**TASKS**
1. In the URL literacy comments, what makes the most significant part of a URL hard for a non-technical person to spot?
2. Repeat the URL literacy comments from "I agree, and" to "to com.ycombinator.news/item?id=45789474 instead.".

I agree, and this reminds me: I really wish there was better URL (and DNS) literacy amongst the mainstream 'digitally literate'. It would help reduce risk of phishing attacks, allow people to observe and control state meaningful to their experience (e.g. knowing what the '?t=_' does in youtube), trimming of personal info like tracking params (e.g. utm_) before sharing, understanding https/padlock doesn't mean trusted. Etc. Generally, even the most internet-savvy age group, are vastly ill-equipped.
It doesn't help that URLs are badly designed. It's a mix of left- and rightmost significant notation, so the most significant part is in the middle of the URL and hard to spot for someone non-technical.
Really we should be going to com.ycombinator.news/item?id=45789474 instead.
> Generally, even the most internet-savvy age group, are vastly ill-equipped.
It’s a losing battle when even the tools (web browsers hiding URLs by default, heck even Firefox on iOS does it now!) and companies (making posters with nothing more than QR codes or search terms) are what they’re up against….

(Dataset items)

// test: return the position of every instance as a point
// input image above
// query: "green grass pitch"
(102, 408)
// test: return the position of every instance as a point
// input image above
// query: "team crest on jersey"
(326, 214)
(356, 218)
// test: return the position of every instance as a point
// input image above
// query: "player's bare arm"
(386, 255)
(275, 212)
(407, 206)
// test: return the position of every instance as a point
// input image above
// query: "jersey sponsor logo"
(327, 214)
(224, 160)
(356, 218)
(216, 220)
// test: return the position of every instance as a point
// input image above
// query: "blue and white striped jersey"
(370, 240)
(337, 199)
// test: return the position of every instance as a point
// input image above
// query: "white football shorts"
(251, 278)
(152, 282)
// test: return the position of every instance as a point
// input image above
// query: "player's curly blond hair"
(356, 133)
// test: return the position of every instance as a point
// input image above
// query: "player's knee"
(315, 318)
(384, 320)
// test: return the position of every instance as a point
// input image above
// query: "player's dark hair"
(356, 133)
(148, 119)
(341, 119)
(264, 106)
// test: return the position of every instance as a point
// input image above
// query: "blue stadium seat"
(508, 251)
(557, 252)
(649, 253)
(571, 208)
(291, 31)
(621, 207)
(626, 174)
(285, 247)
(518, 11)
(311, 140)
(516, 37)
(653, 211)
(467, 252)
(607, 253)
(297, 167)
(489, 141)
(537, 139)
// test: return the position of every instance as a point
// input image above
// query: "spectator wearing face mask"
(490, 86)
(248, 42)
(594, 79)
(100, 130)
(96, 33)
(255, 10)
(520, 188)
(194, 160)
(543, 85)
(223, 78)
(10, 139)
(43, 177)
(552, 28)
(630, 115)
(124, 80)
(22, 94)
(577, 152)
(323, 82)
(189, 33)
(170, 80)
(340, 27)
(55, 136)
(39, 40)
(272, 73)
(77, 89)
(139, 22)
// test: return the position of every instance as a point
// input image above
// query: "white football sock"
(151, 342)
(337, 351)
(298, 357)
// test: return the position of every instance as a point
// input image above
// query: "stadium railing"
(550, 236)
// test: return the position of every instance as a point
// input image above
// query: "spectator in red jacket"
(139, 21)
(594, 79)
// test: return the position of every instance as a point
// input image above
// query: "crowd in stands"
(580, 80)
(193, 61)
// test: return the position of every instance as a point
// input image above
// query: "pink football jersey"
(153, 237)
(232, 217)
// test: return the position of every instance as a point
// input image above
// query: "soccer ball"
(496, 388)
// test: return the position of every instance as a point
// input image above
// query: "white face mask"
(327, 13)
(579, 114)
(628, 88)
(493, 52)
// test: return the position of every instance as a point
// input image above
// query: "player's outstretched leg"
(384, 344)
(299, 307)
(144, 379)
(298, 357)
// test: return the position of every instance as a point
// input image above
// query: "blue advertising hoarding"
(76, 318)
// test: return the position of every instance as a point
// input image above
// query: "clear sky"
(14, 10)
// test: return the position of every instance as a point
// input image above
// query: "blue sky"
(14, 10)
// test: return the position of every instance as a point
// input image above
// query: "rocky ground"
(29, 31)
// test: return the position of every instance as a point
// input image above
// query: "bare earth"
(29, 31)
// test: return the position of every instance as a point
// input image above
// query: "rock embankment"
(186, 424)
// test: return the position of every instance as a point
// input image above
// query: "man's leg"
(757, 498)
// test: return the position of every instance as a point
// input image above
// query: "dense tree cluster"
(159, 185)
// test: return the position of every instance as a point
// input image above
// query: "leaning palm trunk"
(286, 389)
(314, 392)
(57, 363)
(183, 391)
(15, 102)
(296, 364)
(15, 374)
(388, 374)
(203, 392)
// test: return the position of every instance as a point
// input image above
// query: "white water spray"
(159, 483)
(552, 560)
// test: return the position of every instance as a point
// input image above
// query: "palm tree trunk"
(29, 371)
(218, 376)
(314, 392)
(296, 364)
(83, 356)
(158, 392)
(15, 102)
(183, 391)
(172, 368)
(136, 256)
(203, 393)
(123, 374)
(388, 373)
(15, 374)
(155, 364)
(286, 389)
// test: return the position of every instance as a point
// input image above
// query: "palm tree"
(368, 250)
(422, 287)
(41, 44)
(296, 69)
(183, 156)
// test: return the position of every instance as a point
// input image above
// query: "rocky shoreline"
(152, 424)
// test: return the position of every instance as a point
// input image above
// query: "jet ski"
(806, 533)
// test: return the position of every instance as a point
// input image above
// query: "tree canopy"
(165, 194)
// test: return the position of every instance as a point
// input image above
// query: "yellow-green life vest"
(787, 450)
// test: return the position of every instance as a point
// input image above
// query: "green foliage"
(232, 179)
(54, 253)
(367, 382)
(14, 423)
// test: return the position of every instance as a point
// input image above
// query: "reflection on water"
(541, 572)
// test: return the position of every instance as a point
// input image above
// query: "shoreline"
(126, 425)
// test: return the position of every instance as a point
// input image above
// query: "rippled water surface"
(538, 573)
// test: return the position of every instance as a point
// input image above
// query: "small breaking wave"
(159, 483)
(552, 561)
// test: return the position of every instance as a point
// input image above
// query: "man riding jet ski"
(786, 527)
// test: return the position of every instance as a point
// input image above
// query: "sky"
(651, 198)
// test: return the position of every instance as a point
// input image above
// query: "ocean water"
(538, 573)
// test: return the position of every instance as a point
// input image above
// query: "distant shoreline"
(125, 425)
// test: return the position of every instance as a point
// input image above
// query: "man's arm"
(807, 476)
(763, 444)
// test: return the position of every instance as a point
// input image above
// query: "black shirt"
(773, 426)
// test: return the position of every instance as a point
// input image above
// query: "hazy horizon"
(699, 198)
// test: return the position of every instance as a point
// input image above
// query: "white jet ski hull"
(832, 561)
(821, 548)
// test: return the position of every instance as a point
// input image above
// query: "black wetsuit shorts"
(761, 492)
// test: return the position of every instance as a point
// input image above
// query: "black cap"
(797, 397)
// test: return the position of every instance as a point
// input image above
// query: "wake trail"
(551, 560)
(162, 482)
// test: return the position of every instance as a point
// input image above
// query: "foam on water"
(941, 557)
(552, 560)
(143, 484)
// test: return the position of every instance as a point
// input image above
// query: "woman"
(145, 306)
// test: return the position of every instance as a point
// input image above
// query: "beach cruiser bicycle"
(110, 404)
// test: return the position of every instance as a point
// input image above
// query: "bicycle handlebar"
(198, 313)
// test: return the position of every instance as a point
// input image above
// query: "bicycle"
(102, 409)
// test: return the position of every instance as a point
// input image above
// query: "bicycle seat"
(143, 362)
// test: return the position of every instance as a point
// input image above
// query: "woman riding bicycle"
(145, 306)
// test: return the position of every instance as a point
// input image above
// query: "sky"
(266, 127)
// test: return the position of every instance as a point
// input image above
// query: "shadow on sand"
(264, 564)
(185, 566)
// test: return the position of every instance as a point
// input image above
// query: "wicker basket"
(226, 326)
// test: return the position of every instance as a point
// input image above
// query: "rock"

**ANSWERS BY TASK**
1. URLs mix left- and rightmost significant notation, so the most significant part sits in the middle of the URL.

2.
I agree, and this reminds me: I really wish there was better URL (and DNS) literacy amongst the mainstream 'digitally literate'. It would help reduce risk of phishing attacks, allow people to observe and control state meaningful to their experience (e.g. knowing what the '?t=_' does in youtube), trimming of personal info like tracking params (e.g. utm_) before sharing, understanding https/padlock doesn't mean trusted. Etc. Generally, even the most internet-savvy age group, are vastly ill-equipped.
It doesn't help that URLs are badly designed. It's a mix of left- and rightmost significant notation, so the most significant part is in the middle of the URL and hard to spot for someone non-technical.
Really we should be going to com.ycombinator.news/item?id=45789474 instead.